What to work on: Reproduce each of the entries below verbatim, line for line, without altering any character.

== Given entries

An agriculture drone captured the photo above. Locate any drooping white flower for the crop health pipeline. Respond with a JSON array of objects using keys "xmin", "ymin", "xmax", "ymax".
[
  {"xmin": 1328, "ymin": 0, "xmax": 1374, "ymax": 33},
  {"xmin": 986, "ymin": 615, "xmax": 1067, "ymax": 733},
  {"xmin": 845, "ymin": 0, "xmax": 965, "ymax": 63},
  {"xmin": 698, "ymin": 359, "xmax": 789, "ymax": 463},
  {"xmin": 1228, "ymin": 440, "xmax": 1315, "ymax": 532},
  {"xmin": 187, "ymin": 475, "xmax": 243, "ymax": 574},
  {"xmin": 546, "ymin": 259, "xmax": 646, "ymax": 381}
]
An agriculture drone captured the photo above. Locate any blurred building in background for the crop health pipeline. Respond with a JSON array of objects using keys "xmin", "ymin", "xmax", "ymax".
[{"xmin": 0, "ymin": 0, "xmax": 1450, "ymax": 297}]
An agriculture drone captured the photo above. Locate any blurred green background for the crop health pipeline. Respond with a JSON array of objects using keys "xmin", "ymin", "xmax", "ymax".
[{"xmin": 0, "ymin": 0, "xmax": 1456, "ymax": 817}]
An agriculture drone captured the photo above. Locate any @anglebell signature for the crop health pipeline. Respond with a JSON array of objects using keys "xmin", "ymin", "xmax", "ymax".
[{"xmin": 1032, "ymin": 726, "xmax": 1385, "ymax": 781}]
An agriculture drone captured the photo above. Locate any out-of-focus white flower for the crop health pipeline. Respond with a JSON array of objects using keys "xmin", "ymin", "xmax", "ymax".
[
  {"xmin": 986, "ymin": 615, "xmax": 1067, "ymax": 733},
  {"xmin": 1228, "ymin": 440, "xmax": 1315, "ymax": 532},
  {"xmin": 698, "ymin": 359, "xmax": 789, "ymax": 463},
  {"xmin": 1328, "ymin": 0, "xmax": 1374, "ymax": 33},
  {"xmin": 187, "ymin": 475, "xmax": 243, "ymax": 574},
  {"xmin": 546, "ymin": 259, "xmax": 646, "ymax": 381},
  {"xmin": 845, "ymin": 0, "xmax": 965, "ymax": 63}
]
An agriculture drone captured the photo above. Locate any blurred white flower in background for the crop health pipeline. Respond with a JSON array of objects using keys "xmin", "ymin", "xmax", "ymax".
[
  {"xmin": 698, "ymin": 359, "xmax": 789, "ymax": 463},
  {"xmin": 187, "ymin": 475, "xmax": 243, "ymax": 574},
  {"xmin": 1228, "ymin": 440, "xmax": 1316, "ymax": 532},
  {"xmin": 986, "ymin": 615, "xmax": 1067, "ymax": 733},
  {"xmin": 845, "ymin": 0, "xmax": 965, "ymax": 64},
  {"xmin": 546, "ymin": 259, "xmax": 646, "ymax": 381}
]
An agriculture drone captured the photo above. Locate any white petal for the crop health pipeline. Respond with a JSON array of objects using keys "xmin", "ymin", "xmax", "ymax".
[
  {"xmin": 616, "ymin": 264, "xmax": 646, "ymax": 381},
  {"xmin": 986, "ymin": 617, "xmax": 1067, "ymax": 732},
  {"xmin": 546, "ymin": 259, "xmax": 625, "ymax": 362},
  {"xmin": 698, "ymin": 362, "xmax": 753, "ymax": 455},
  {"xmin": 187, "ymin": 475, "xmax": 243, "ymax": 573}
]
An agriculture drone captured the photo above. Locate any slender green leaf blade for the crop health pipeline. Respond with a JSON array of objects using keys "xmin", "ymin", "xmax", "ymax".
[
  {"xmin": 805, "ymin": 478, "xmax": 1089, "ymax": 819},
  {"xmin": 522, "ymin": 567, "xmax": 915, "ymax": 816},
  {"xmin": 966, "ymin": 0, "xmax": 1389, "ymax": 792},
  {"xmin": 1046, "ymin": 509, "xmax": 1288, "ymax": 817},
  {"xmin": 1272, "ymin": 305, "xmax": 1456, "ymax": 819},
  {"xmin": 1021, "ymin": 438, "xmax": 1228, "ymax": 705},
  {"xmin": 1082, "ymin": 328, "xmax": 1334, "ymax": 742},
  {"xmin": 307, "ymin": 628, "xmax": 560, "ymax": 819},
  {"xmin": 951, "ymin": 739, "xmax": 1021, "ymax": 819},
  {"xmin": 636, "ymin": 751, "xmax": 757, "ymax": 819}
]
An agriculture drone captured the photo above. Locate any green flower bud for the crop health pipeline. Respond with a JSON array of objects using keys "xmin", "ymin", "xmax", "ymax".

====

Answer to the task:
An agriculture drone captured the photo above. Locate any drooping white flower for the crop health pipeline. Respond with a JSON array of objects using keys "xmin", "ymin", "xmax", "ymax".
[
  {"xmin": 1328, "ymin": 0, "xmax": 1374, "ymax": 33},
  {"xmin": 986, "ymin": 615, "xmax": 1067, "ymax": 733},
  {"xmin": 845, "ymin": 0, "xmax": 965, "ymax": 63},
  {"xmin": 698, "ymin": 359, "xmax": 789, "ymax": 463},
  {"xmin": 1228, "ymin": 440, "xmax": 1315, "ymax": 532},
  {"xmin": 187, "ymin": 475, "xmax": 243, "ymax": 574},
  {"xmin": 546, "ymin": 259, "xmax": 646, "ymax": 381}
]
An agriculture drone captured the photo above. Locate any blurred building in background for the crop health pipeline. Respond with a JSON array of objects using keys "xmin", "ymin", "xmax", "ymax".
[{"xmin": 0, "ymin": 0, "xmax": 1450, "ymax": 297}]
An agriculture drone captured the photo above. Locate any blurred green background for the crop health pipeline. Respond with a JSON array of objects using keys "xmin", "ymin", "xmax", "ymax".
[{"xmin": 0, "ymin": 0, "xmax": 1456, "ymax": 817}]
An agriculture drone captured the photo above. Locate any @anglebell signature for the crop health pipeline. Respond with a JSON array of objects using keys "xmin", "ymin", "xmax", "ymax".
[{"xmin": 1032, "ymin": 726, "xmax": 1385, "ymax": 781}]
An agriculture drone captured the photo above. Locate any out-of-focus white flower for the crop health pipeline. Respond with a JSON array of objects using keys "xmin", "ymin", "xmax", "ymax".
[
  {"xmin": 986, "ymin": 615, "xmax": 1067, "ymax": 733},
  {"xmin": 1228, "ymin": 440, "xmax": 1315, "ymax": 532},
  {"xmin": 698, "ymin": 359, "xmax": 789, "ymax": 463},
  {"xmin": 1328, "ymin": 0, "xmax": 1374, "ymax": 33},
  {"xmin": 187, "ymin": 475, "xmax": 243, "ymax": 574},
  {"xmin": 546, "ymin": 259, "xmax": 646, "ymax": 381},
  {"xmin": 845, "ymin": 0, "xmax": 965, "ymax": 63}
]
An agriculture drone captured the photo above. Locate any blurred white flower in background for the crop health pipeline. Respond with a JSON array of objects using keys "xmin", "ymin", "xmax", "ymax".
[
  {"xmin": 698, "ymin": 359, "xmax": 789, "ymax": 463},
  {"xmin": 187, "ymin": 475, "xmax": 243, "ymax": 574},
  {"xmin": 1228, "ymin": 440, "xmax": 1316, "ymax": 532},
  {"xmin": 986, "ymin": 615, "xmax": 1067, "ymax": 733},
  {"xmin": 845, "ymin": 0, "xmax": 965, "ymax": 64},
  {"xmin": 546, "ymin": 259, "xmax": 646, "ymax": 381}
]
An agriculture drone captured the photo above. Locate any white petal for the crop health pipeline. Respond with a JSON array of objects using keys "xmin", "ymin", "xmax", "ymax".
[
  {"xmin": 616, "ymin": 264, "xmax": 646, "ymax": 381},
  {"xmin": 986, "ymin": 617, "xmax": 1067, "ymax": 732},
  {"xmin": 546, "ymin": 259, "xmax": 625, "ymax": 362},
  {"xmin": 698, "ymin": 362, "xmax": 753, "ymax": 455},
  {"xmin": 187, "ymin": 475, "xmax": 243, "ymax": 573}
]
An agriculture drone captured the photo above. Locate any slender green leaf blade for the crop health pipeline. Respond with a JSON array of objects using keys "xmin", "ymin", "xmax", "ymax".
[
  {"xmin": 805, "ymin": 478, "xmax": 1089, "ymax": 819},
  {"xmin": 522, "ymin": 567, "xmax": 915, "ymax": 816},
  {"xmin": 966, "ymin": 0, "xmax": 1389, "ymax": 792},
  {"xmin": 1046, "ymin": 509, "xmax": 1288, "ymax": 817},
  {"xmin": 1272, "ymin": 305, "xmax": 1456, "ymax": 819},
  {"xmin": 1021, "ymin": 438, "xmax": 1228, "ymax": 705},
  {"xmin": 1082, "ymin": 328, "xmax": 1334, "ymax": 742},
  {"xmin": 307, "ymin": 628, "xmax": 560, "ymax": 819},
  {"xmin": 951, "ymin": 739, "xmax": 1021, "ymax": 819},
  {"xmin": 636, "ymin": 751, "xmax": 757, "ymax": 819}
]
An agriculture drone captured the photo above. Locate any green flower bud for the crop health pipeline. Respond with a JSON array of objects using keys "xmin", "ymin", "xmax", "ymax".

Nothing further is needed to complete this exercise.